Collected data entries:
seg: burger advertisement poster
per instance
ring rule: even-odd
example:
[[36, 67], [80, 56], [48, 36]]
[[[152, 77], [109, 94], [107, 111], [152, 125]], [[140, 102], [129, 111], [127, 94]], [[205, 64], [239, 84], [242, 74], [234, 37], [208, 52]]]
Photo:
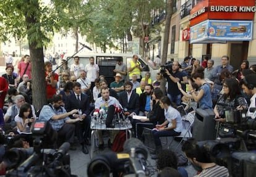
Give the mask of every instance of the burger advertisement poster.
[[214, 41], [251, 41], [252, 20], [207, 20], [190, 27], [190, 43]]

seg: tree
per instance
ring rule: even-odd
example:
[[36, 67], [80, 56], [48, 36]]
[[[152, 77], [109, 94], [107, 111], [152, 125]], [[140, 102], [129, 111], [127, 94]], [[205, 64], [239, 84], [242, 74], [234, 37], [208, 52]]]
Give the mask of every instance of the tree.
[[36, 110], [47, 103], [43, 47], [50, 41], [54, 30], [60, 29], [58, 13], [53, 7], [56, 2], [69, 1], [56, 0], [45, 6], [38, 0], [0, 0], [0, 40], [6, 41], [12, 36], [17, 40], [27, 37], [28, 41]]
[[167, 54], [168, 52], [169, 36], [171, 16], [173, 14], [173, 0], [168, 0], [166, 3], [166, 17], [165, 20], [164, 36], [163, 44], [162, 65], [165, 64], [167, 60]]

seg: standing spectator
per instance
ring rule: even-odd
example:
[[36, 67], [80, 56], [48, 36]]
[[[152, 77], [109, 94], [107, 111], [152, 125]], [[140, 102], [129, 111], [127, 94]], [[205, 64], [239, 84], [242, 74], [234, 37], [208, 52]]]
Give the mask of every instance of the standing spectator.
[[91, 81], [91, 89], [95, 86], [94, 81], [99, 77], [99, 66], [94, 63], [94, 57], [90, 57], [90, 64], [86, 65], [85, 71], [87, 73], [88, 79]]
[[205, 78], [208, 78], [211, 81], [213, 81], [213, 71], [214, 70], [213, 67], [214, 60], [208, 60], [207, 62], [207, 67], [205, 68], [203, 72], [205, 73]]
[[207, 63], [208, 60], [209, 58], [207, 56], [205, 56], [205, 57], [203, 59], [203, 61], [202, 62], [202, 66], [204, 68], [206, 68], [207, 67]]
[[20, 88], [22, 86], [23, 86], [25, 82], [27, 82], [29, 79], [29, 77], [28, 76], [28, 75], [23, 75], [22, 76], [22, 81], [21, 81], [18, 86], [18, 88], [17, 88], [17, 90], [18, 91], [20, 91]]
[[45, 63], [45, 81], [46, 82], [47, 98], [52, 97], [56, 94], [57, 83], [59, 80], [59, 76], [53, 73], [53, 64], [50, 62]]
[[192, 77], [195, 83], [200, 86], [199, 93], [197, 95], [195, 90], [193, 88], [191, 80], [189, 81], [189, 91], [191, 93], [193, 99], [199, 103], [198, 108], [213, 109], [213, 102], [211, 101], [211, 88], [209, 84], [204, 79], [204, 68], [200, 67], [192, 74]]
[[3, 77], [0, 77], [0, 109], [2, 109], [4, 99], [8, 90], [8, 83]]
[[177, 105], [181, 104], [181, 93], [177, 86], [177, 83], [182, 79], [182, 73], [179, 72], [178, 62], [173, 62], [171, 71], [165, 69], [167, 75], [168, 89], [168, 96], [172, 102]]
[[154, 60], [154, 64], [156, 68], [158, 68], [161, 65], [161, 59], [159, 56], [156, 56], [156, 57]]
[[227, 56], [223, 56], [221, 57], [221, 65], [218, 65], [213, 71], [213, 79], [218, 79], [221, 72], [224, 69], [228, 69], [232, 73], [233, 72], [233, 67], [228, 64], [229, 58]]
[[75, 56], [74, 58], [74, 63], [70, 66], [71, 75], [75, 76], [77, 78], [79, 78], [82, 72], [85, 71], [85, 67], [82, 64], [79, 64], [79, 57]]
[[6, 66], [7, 66], [9, 65], [12, 65], [13, 61], [14, 61], [14, 58], [12, 57], [12, 55], [8, 54], [7, 56], [6, 57]]
[[190, 60], [190, 58], [189, 57], [186, 57], [183, 60], [183, 62], [181, 62], [181, 68], [184, 70], [187, 71], [187, 70], [192, 68], [192, 65], [189, 65], [189, 60]]
[[245, 69], [249, 68], [249, 62], [247, 60], [244, 60], [242, 61], [241, 65], [240, 65], [240, 68], [234, 71], [232, 73], [232, 75], [236, 77], [239, 81], [241, 81], [241, 79], [242, 79], [242, 71]]
[[85, 72], [81, 72], [80, 78], [77, 81], [81, 84], [82, 93], [86, 94], [89, 97], [92, 97], [91, 81], [87, 78]]
[[120, 81], [122, 76], [121, 74], [116, 73], [114, 76], [114, 81], [110, 83], [110, 88], [114, 89], [117, 94], [120, 93], [124, 89], [124, 82]]
[[30, 79], [32, 79], [30, 56], [24, 56], [24, 61], [21, 62], [18, 65], [17, 73], [18, 75], [18, 78], [20, 78], [20, 80], [22, 78], [23, 75], [25, 74], [27, 75]]
[[150, 66], [151, 66], [153, 68], [155, 67], [154, 62], [151, 60], [150, 60], [150, 58], [149, 57], [146, 57], [146, 60]]
[[136, 75], [137, 77], [138, 78], [138, 81], [140, 81], [140, 72], [143, 70], [143, 68], [141, 67], [140, 63], [138, 60], [138, 56], [135, 54], [132, 56], [132, 60], [131, 60], [130, 62], [128, 63], [127, 68], [129, 72], [129, 78], [130, 80], [132, 79], [132, 77], [133, 75]]
[[156, 82], [159, 83], [159, 88], [162, 91], [164, 95], [166, 94], [166, 88], [165, 87], [166, 84], [166, 80], [164, 78], [163, 75], [161, 73], [156, 73], [156, 80], [153, 82], [153, 86], [155, 85]]
[[94, 102], [95, 102], [96, 99], [98, 98], [98, 96], [100, 94], [100, 79], [95, 79], [94, 80], [94, 83], [95, 84], [95, 86], [93, 88], [93, 95]]
[[9, 88], [17, 88], [17, 77], [13, 73], [14, 69], [14, 66], [11, 64], [7, 65], [6, 68], [6, 73], [2, 75], [2, 77], [4, 78], [7, 81]]
[[136, 75], [133, 75], [132, 76], [132, 80], [130, 81], [132, 83], [132, 89], [135, 89], [136, 88], [140, 87], [140, 83], [138, 82], [137, 76]]
[[145, 78], [142, 78], [142, 81], [145, 81], [147, 84], [151, 84], [152, 80], [150, 78], [150, 73], [147, 72]]
[[116, 73], [121, 74], [122, 78], [120, 81], [125, 81], [127, 72], [127, 67], [126, 64], [124, 64], [122, 57], [119, 57], [116, 59], [116, 67], [113, 71]]

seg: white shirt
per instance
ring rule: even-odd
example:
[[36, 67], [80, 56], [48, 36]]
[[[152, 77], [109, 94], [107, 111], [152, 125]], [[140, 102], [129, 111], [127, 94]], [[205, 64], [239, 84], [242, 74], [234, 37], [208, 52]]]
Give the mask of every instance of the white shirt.
[[255, 93], [250, 99], [250, 104], [249, 107], [248, 108], [248, 112], [247, 112], [247, 116], [250, 117], [252, 118], [254, 118], [254, 117], [253, 117], [254, 112], [250, 112], [250, 108], [256, 107], [255, 98], [256, 98], [256, 93]]
[[97, 78], [97, 73], [100, 71], [99, 66], [97, 64], [91, 65], [87, 64], [85, 67], [85, 71], [87, 73], [87, 78], [91, 81], [94, 82]]
[[82, 71], [84, 71], [85, 67], [83, 64], [79, 64], [76, 65], [73, 64], [70, 66], [70, 72], [74, 72], [74, 75], [77, 77], [77, 78], [80, 77], [80, 74]]

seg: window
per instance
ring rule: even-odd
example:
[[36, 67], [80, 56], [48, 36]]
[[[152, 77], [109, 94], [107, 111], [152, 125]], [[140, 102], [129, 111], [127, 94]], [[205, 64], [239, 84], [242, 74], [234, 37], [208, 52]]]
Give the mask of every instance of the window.
[[176, 25], [171, 28], [171, 54], [174, 53], [175, 36], [176, 35]]

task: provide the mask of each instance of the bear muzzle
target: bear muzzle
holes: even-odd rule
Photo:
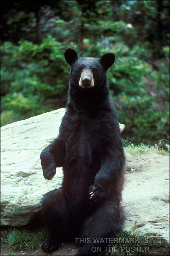
[[[79,85],[83,88],[89,88],[94,86],[93,76],[90,69],[83,69],[79,80]]]

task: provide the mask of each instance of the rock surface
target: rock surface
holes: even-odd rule
[[[45,180],[40,155],[57,137],[65,111],[61,109],[2,128],[2,225],[27,224],[40,209],[43,195],[61,186],[62,168],[57,168],[52,181]],[[124,229],[168,239],[168,157],[152,152],[126,157]]]
[[[2,225],[27,224],[40,209],[43,195],[61,186],[63,172],[44,178],[40,156],[57,136],[65,111],[61,109],[2,127]]]
[[[65,109],[60,109],[2,127],[3,225],[26,224],[40,209],[43,195],[61,187],[62,168],[51,181],[42,175],[40,156],[57,135]],[[125,126],[120,124],[122,131]]]
[[[153,152],[135,157],[127,154],[126,158],[122,193],[124,229],[146,237],[150,247],[165,246],[167,252],[166,244],[169,242],[168,156]],[[150,243],[151,238],[155,239]]]

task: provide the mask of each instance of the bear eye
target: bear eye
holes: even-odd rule
[[[81,71],[82,70],[82,68],[83,67],[82,66],[81,66],[80,67],[79,67],[78,68],[78,70]]]
[[[97,69],[95,67],[92,67],[92,69],[93,71],[94,71],[95,72],[96,72],[97,71]]]

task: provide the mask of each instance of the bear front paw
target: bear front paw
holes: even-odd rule
[[[105,193],[100,190],[99,188],[95,185],[92,185],[90,187],[89,192],[90,196],[90,199],[95,201],[99,200],[105,196]]]

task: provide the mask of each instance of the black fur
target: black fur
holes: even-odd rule
[[[94,238],[113,237],[122,221],[124,156],[107,82],[106,71],[115,56],[80,58],[68,48],[65,56],[71,68],[67,110],[58,137],[41,155],[46,179],[52,179],[59,166],[64,177],[62,187],[47,193],[42,202],[48,234],[42,248],[52,252],[64,242],[72,241],[79,246],[76,255],[95,255],[98,253],[94,248],[108,243],[98,244]],[[79,85],[83,69],[92,71],[94,86]],[[83,238],[89,242],[84,243]]]

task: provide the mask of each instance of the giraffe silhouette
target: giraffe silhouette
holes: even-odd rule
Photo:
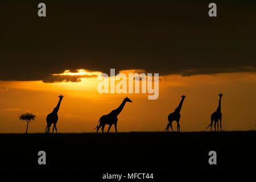
[[[110,130],[111,126],[112,126],[112,125],[114,124],[115,126],[115,133],[117,133],[117,123],[118,120],[117,116],[119,114],[120,114],[120,113],[123,110],[123,107],[125,106],[125,105],[126,103],[126,102],[132,102],[132,101],[128,97],[126,97],[126,98],[125,98],[123,102],[122,102],[122,104],[117,109],[112,110],[108,114],[102,115],[100,118],[100,120],[98,122],[98,125],[97,125],[96,127],[94,129],[94,130],[97,129],[97,133],[98,133],[98,130],[101,127],[101,131],[102,131],[102,133],[104,133],[105,125],[109,125],[109,129],[108,130],[108,133]]]
[[[53,124],[53,128],[52,129],[52,133],[53,133],[54,129],[55,128],[56,133],[57,133],[57,127],[56,126],[56,124],[57,123],[57,121],[58,121],[58,111],[59,109],[60,109],[60,102],[61,102],[62,99],[63,98],[63,95],[60,95],[59,96],[59,102],[57,104],[57,106],[55,108],[53,109],[52,112],[47,115],[46,117],[46,122],[47,123],[47,125],[46,126],[46,133],[49,133],[49,128],[52,124]]]
[[[217,123],[217,126],[218,128],[218,120],[220,119],[220,126],[221,129],[221,131],[222,131],[221,129],[221,117],[222,114],[221,111],[221,97],[222,97],[222,93],[220,93],[218,94],[218,96],[220,96],[220,100],[218,101],[218,108],[217,108],[217,110],[212,114],[212,115],[210,116],[210,124],[207,127],[208,129],[210,126],[210,131],[212,131],[212,123],[213,121],[214,122],[214,129],[215,131],[216,131],[216,123]]]
[[[174,131],[172,130],[172,122],[174,121],[176,121],[177,122],[177,131],[180,132],[180,126],[179,123],[179,122],[180,121],[180,111],[181,109],[182,104],[183,104],[184,100],[185,99],[185,97],[186,97],[185,96],[182,95],[181,96],[181,100],[180,101],[180,104],[179,104],[179,106],[177,108],[175,109],[175,110],[174,112],[171,113],[168,116],[168,121],[169,123],[167,124],[167,126],[166,127],[166,130],[167,130],[167,132],[169,131],[169,127],[171,126],[171,129],[172,129],[172,131]]]

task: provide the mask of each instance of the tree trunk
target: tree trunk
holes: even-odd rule
[[[28,121],[27,121],[27,130],[26,130],[26,134],[27,133],[27,128],[28,127]]]

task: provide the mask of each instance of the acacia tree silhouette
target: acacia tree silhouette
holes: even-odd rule
[[[35,118],[36,117],[35,115],[34,115],[31,113],[26,113],[22,114],[20,116],[19,116],[19,120],[26,121],[27,122],[27,130],[26,130],[26,133],[27,133],[27,129],[28,127],[28,123],[31,120],[35,120]]]

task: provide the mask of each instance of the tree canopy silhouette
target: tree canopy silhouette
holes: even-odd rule
[[[34,115],[31,113],[22,114],[20,116],[19,116],[19,120],[26,121],[27,122],[27,130],[26,130],[26,133],[27,133],[28,123],[31,120],[35,120],[35,117],[36,117],[35,115]]]

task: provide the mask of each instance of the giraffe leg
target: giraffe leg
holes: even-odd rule
[[[215,131],[216,131],[216,121],[214,120],[214,129],[215,129]]]
[[[179,124],[180,118],[179,118],[179,119],[177,119],[176,122],[177,122],[177,132],[180,132],[180,124]]]
[[[49,131],[49,127],[50,127],[50,126],[49,126],[49,125],[48,125],[48,127],[47,127],[47,133],[50,133],[50,131]]]
[[[167,130],[167,132],[169,131],[169,127],[170,124],[167,124],[167,126],[166,127],[166,130]]]
[[[117,133],[117,123],[115,123],[115,133]]]
[[[100,123],[100,125],[98,125],[98,126],[97,127],[97,133],[98,133],[98,130],[100,130],[101,126],[102,126],[101,123]]]
[[[56,133],[58,133],[57,132],[57,126],[56,126],[56,125],[54,125],[54,126],[55,127]]]
[[[109,129],[108,130],[108,133],[109,133],[109,130],[110,130],[111,126],[112,126],[112,124],[109,125]]]
[[[171,129],[172,129],[172,132],[174,132],[172,130],[172,121],[170,123],[170,126],[171,126]]]
[[[177,132],[180,132],[180,124],[177,122]]]
[[[104,133],[105,125],[105,124],[102,125],[102,127],[101,127],[101,131],[102,131],[102,133]]]
[[[221,127],[221,131],[222,131],[222,129],[221,129],[221,117],[220,118],[220,126]]]

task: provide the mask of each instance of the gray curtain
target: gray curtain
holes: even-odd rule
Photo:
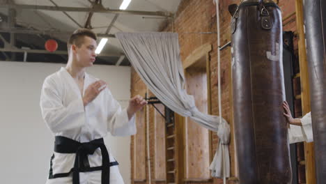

Exercise objective. Rescale the lines above, from the first line through the line containing "64], [167, 60]]", inclusive, and reproduce them with their requests. Multiply every coordinate in the answer polygons by 2.05 and round to whole numbers with halves rounded up, leaving the request text and its sample coordinates unchanged and omitting the pictures.

Completed exercise.
seg: burger advertisement poster
per instance
ring rule: even-odd
example:
[[36, 67], [80, 56], [48, 36]]
[[[152, 77], [109, 94], [107, 111], [152, 125]], [[140, 102], [129, 111], [127, 94]], [[205, 64], [239, 84], [242, 74], [234, 37], [208, 52]]]
Photo:
Give the mask of every instance of the burger advertisement poster.
[[439, 84], [515, 84], [517, 41], [424, 41], [390, 55], [390, 88]]

seg: tree
per instance
ring rule: even-odd
example:
[[36, 67], [80, 56], [48, 36]]
[[[152, 77], [109, 94], [107, 111], [152, 125]], [[140, 102], [129, 111], [127, 94]], [[205, 64], [239, 84], [242, 74], [234, 37], [208, 52]]]
Give the mask of every instance of the tree.
[[74, 226], [96, 211], [88, 96], [103, 84], [111, 62], [123, 59], [119, 27], [109, 14], [115, 4], [141, 2], [115, 0], [92, 12], [78, 0], [0, 0], [0, 82], [12, 84], [25, 74], [35, 82], [55, 76], [57, 84]]
[[342, 111], [344, 107], [346, 74], [351, 33], [355, 29], [355, 0], [344, 0], [340, 6], [340, 35], [338, 41], [336, 74], [334, 90], [332, 133], [338, 131], [342, 123]]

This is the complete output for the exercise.